### Exercise description
In the article about changing fields of study, reproduce everything from "Changing majors late" down to "affecting the decision." without altering a word.

### Reading passage
^^^^^^^^^^^^^^^^

Some students leave their undergraduate schooling ready to take the world by storm, but for others graduate school is an opportunity for a new beginning in a different field of study.
Michael Natalizio entered college as a geography major, which he currently minors in with regional planning, but switched to finance for a “more sturdy” career.
After interning for an investment company, the fourth-year realized his desire to pursue regional planning in graduate school.
“[Investment companies] basically just invested money into struggling companies, which is tough because in a way they are preying on the helpless,” Natalizio said. “So that made me question what I wanted to do because I didn’t really feel like I would make that big of an impact on the world in finance. In a lot of ways, I would have just helped rich people get richer or a corporation succeed.”
Like a lot of students coming into college, Natalizio said he did not entirely know what field to pursue.
“I think it really just took 3 1/2 years of college to really figure out exactly what I wanted to do,” Natalizio said, “And that’s all right.”
Changing majors late into your undergraduate career is a nerve-wracking experience, Natalizio said, because there are a lot of different factors affecting the decision.

^^^^^^^^^^^^^^^^

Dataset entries
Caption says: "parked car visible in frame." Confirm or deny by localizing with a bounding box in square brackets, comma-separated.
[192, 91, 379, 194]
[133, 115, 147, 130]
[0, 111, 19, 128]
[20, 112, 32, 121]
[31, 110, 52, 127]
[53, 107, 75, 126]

^^^^^^^^^^^^^^^^

### Task answer
Changing majors late into your undergraduate career is a nerve-wracking experience, Natalizio said, because there are a lot of different factors affecting the decision.